*THE PROBLEM*. The finished copy must match the records exactly, except that it contains no pictures.

== == ==

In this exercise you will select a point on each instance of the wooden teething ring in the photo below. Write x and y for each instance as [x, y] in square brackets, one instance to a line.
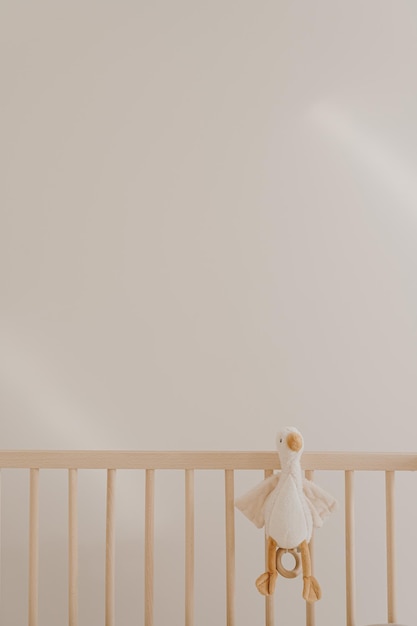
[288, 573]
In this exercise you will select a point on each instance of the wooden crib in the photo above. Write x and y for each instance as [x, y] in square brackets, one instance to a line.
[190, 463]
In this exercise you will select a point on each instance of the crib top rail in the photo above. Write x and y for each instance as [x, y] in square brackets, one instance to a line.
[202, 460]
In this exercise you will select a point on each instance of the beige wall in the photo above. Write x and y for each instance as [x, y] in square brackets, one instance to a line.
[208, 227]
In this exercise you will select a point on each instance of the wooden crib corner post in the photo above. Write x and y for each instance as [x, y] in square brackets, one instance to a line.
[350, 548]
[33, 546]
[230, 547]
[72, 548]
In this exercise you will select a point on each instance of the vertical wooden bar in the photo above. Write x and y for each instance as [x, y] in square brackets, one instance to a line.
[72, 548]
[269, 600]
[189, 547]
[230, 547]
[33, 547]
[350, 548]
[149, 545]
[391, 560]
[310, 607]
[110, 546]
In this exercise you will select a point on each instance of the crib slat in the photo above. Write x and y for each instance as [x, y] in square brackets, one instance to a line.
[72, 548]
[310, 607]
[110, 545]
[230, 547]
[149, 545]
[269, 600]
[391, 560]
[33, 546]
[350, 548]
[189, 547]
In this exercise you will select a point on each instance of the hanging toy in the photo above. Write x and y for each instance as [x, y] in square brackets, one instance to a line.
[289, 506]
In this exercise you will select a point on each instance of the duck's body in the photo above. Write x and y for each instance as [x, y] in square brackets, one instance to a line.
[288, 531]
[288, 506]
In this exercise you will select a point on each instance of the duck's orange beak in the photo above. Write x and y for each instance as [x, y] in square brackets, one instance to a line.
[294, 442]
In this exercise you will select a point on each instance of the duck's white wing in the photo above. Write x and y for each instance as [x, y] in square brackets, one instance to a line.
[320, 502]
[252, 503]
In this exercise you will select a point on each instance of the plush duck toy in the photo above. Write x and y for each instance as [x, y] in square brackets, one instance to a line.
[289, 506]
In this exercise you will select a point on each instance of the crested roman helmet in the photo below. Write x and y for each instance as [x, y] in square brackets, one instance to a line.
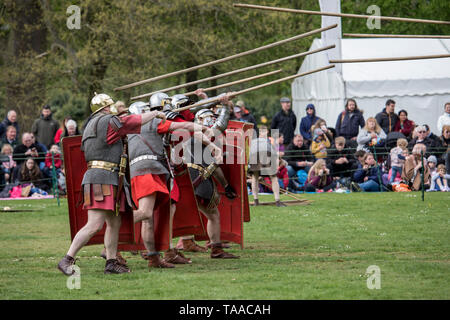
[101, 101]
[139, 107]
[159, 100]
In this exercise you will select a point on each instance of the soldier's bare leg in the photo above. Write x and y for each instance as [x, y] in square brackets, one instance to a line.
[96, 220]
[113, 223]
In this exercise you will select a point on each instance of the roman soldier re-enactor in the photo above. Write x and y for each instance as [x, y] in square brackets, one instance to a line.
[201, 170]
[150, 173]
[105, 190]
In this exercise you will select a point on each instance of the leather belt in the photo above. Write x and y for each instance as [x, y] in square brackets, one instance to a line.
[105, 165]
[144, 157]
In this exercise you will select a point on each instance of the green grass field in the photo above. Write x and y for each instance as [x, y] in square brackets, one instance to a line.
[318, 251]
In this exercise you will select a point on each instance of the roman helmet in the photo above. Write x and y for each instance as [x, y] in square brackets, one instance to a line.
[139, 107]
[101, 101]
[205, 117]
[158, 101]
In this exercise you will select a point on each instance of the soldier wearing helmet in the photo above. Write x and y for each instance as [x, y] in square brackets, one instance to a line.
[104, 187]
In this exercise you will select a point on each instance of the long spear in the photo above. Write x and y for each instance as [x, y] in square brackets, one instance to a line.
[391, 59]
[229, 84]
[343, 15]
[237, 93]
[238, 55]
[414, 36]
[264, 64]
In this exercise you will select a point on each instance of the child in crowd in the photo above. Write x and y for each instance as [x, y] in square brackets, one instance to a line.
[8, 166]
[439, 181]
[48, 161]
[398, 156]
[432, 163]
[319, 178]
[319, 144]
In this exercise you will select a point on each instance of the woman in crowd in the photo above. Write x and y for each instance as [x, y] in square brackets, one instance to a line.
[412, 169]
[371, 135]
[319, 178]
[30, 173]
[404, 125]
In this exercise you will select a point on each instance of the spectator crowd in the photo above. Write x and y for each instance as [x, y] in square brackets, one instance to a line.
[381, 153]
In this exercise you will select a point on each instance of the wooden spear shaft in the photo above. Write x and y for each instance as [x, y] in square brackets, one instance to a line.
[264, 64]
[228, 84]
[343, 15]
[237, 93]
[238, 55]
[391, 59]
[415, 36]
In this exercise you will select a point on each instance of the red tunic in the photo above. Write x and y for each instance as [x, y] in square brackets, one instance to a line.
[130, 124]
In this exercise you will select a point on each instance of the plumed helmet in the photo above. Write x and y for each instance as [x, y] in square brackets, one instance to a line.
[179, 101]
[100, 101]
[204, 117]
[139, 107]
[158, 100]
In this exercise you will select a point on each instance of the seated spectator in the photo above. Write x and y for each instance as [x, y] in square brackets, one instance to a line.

== == ==

*PROBLEM SOLUTION*.
In this exercise you will select a point on each instance of the wooden teething ring in the photo below. Write x and y for each instance as [x, y] in square brackets, one instance to a line.
[288, 573]
In this exercise you will select a point on each instance of the wooden crib in the photo above. Write x and y for each instance as [x, y] in square brackets, one instance to a line.
[190, 463]
In this exercise you will select a point on each instance of the crib top rail in the photo above. Write x and y for each instance as [x, y] in square brackets, one instance to a line.
[202, 460]
In this exercise you will select a point on each instance of the beige wall in the photo above. Write x and y for each instance as [x, y] in square brackets, one instance to a line.
[208, 227]
In this exercise you will select a point on each instance of the wooden crib corner post in the photo above. Write x and y for each instance as [x, y] in square brackets, one instance to a line.
[350, 548]
[33, 546]
[230, 547]
[72, 548]
In this exercise you will select a point on each instance of the vertical wooden bar in the photo above. Write x and y for each instance as [x, y] in square brackets, one instance to a line.
[72, 548]
[269, 600]
[189, 547]
[230, 547]
[33, 547]
[350, 548]
[149, 545]
[391, 560]
[310, 607]
[110, 546]
In this exercise you will select a point on each instance of the crib slat in the photo above. Write x and y for each instance as [x, y] in square brackets, one instance to a line.
[72, 548]
[310, 607]
[110, 545]
[230, 547]
[149, 545]
[269, 600]
[391, 560]
[33, 546]
[350, 548]
[189, 547]
In this exercise you will select a point on each instance of the hanging toy in the photo above. Write x and y for each instance as [x, y] in square brackets, one instance to a line.
[289, 506]
In this exercise you will select a point on each instance of the duck's body in the photo above. Write x and y for each instance as [x, y] in square brackets, one instance to a line.
[288, 531]
[288, 506]
In this exercise you will select a point on each instance of the duck's orange beak in the photo above. Write x and y for each instance as [x, y] in square brackets, one instance to a line.
[294, 442]
In this exercise you will select a point on each instance of the duck's white wing in the photo above. Write x and y for each instance as [x, y] in square brackets, one instance to a line.
[320, 502]
[252, 503]
In this exercise you will select a point on each instance of the plush duck toy in the photo above. Write x and y for each instance as [x, y] in square brackets, one instance to a line.
[289, 506]
In this exercise you will select a point on each instance of the crested roman helmet in the photo below. Write x and y for each instance as [x, y] in square brackets, one instance to a line.
[101, 101]
[139, 107]
[159, 100]
In this exercise you will select a point on each instance of the soldier's bare leg in the photo above. Write x and y for each instance as [x, y] in square brackets, one instance to a line.
[96, 220]
[113, 223]
In this exercise you will select a point on each instance of the roman soldier re-enactor in the photo above. Write x and y for each instance as [x, y] in square brackets, one instance to a line.
[201, 170]
[150, 173]
[105, 190]
In this exercise you will select a point on each instance of the leather belt in the photo above. Write x and y for each instance as [x, y] in square brackets, one instance to a line.
[105, 165]
[144, 157]
In this exercise you will select a point on each instance of the green grass field in the photo above. Write x and y for each instance as [x, y] in square brackets, one instance to a line.
[318, 251]
In this exercise you will select a point on each instance of the roman helmet in the photo above. Write x and y for each instance as [x, y] in square brackets, one instance to a line.
[139, 107]
[101, 101]
[205, 117]
[158, 101]
In this exercise you will select a point on each instance of the soldier wearing helmet in the photo above. Write x and y for each instance as [x, y] in square brackets, one instance to a line.
[104, 187]
In this exercise you will select a point on each instance of the long spear in the photo above. Write x and y for each instance as [x, y] in square brackets, one instance to a line.
[391, 59]
[229, 84]
[343, 15]
[237, 93]
[238, 55]
[414, 36]
[264, 64]
In this exercise you will select a point on each instance of the child in crowd in the photo above. Write x and y for each instance as [x, y] in square brackets, one instance to a line.
[8, 166]
[439, 181]
[48, 161]
[398, 156]
[432, 163]
[319, 178]
[319, 144]
In this exercise you will select a point on each instance of the woman in crowd in the photo above. Write x and y for each instance as [x, y] in square brackets, one instance to a line.
[412, 169]
[371, 135]
[319, 178]
[30, 173]
[404, 125]
In this exercise you will select a point on each instance of the spectator crowd in the photo above. Write x and y for each instance as [x, y] in square brackets, one instance to a line.
[381, 153]
In this exercise you will select a point on each instance of the wooden spear shaft in the photo above. Write x and y for each instance as [x, y] in square brackets, one instance to a line.
[264, 64]
[228, 84]
[343, 15]
[237, 93]
[238, 55]
[391, 59]
[415, 36]
In this exercise you will select a point on each instance of the red tunic in the photo above. Write x and y for each instance as [x, y] in square brackets, one instance to a line.
[130, 124]
In this exercise you will select a point on each instance of the plumed helmet in the photo above. Write x and y for each instance as [x, y] in square brackets, one instance to a line.
[179, 101]
[100, 101]
[204, 117]
[139, 107]
[158, 100]
In this exercise you will select a point on each instance of the seated spectator in the photo above. Write x and y for each instance as [x, y] in square brackets, one instance to a line.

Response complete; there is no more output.